> **THE TASK**
Exactly reproduce the line containing "Mark the wet" and all later lines to the end of the entries, leaving the pictures out of your copy.

> **DATA IN THIS EXERCISE**
»»

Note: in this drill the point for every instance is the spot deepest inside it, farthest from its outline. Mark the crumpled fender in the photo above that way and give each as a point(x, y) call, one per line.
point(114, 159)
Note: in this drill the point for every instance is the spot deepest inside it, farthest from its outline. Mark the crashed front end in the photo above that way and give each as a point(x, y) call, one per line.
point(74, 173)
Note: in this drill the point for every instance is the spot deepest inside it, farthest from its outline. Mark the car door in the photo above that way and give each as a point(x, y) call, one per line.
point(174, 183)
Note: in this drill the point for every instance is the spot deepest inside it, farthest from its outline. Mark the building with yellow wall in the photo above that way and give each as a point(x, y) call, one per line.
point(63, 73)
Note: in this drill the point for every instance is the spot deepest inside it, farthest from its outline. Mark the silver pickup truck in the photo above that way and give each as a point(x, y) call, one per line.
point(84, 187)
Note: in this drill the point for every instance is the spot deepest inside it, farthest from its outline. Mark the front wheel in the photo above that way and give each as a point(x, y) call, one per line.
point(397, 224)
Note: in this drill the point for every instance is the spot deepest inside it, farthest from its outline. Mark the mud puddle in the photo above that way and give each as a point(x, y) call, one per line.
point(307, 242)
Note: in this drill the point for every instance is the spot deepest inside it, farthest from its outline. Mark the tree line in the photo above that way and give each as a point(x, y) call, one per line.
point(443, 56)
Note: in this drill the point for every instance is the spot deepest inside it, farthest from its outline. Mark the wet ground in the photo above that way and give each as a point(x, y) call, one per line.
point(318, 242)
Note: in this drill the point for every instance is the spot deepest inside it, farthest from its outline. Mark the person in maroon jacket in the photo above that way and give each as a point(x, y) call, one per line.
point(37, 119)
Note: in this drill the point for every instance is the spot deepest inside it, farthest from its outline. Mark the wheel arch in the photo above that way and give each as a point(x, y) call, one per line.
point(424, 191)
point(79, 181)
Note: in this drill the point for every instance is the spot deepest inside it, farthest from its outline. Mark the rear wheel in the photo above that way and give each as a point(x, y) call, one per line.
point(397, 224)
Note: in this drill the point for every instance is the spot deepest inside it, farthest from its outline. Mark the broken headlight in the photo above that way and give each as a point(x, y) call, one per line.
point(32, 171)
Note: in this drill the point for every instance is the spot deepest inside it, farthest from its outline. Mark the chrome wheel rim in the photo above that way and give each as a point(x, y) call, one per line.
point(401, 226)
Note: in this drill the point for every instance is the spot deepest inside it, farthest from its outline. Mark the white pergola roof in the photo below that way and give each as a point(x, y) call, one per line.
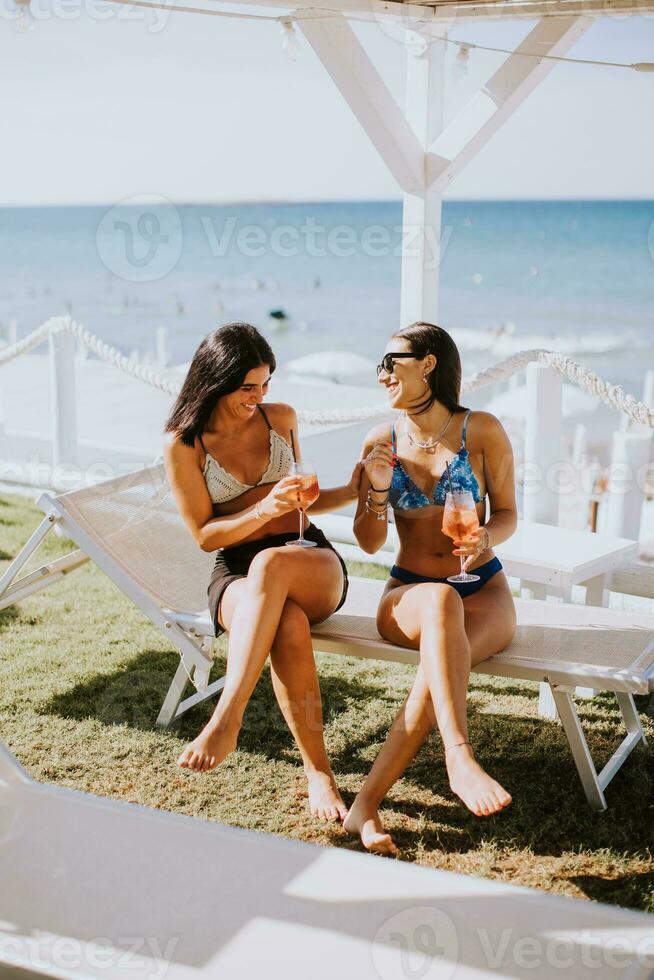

««

> **ANSWER BELOW**
Note: in this drill the point for every instance is the spot deepest inside it, farthest from its outline. Mark the wet ground in the photo above that way and give each as a point(x, y) call, one per line.
point(318, 242)
Note: in this drill the point for every instance is the spot deepest inside it, farthest from its outline. Mark the person in maroon jacket in the photo above that way and give each as a point(x, y) call, one per line.
point(37, 119)
Note: in this drill the point for every instance is the spot deepest inside it, farthest from its outline. Mark the wheel arch in the photo above that way and give each as a point(x, y) call, one per line.
point(424, 191)
point(79, 181)
Note: in this drill the point for every instance is the spot deepest inside it, farthest from its outline. Mark the rear wheel in the photo above that way and give each as a point(x, y) call, one per line.
point(397, 224)
Note: in this drill the point for every instance is the spot deepest inside it, farthest from its outline. Mark the broken headlight in the photo above that way and give each as a point(x, y) call, one per line.
point(32, 171)
Note: in this drill the point for every instance is the spot deepest inside it, farthest from its outline. Mark the chrome wheel rim in the photo above that way and give each as a point(x, y) call, one per line.
point(401, 226)
Note: in this drill the point for every instance is the spot deepest inside it, farthest from its outline. Mark the white pergola roof in the photo below that way and give each as a point(x, y) call, one per line.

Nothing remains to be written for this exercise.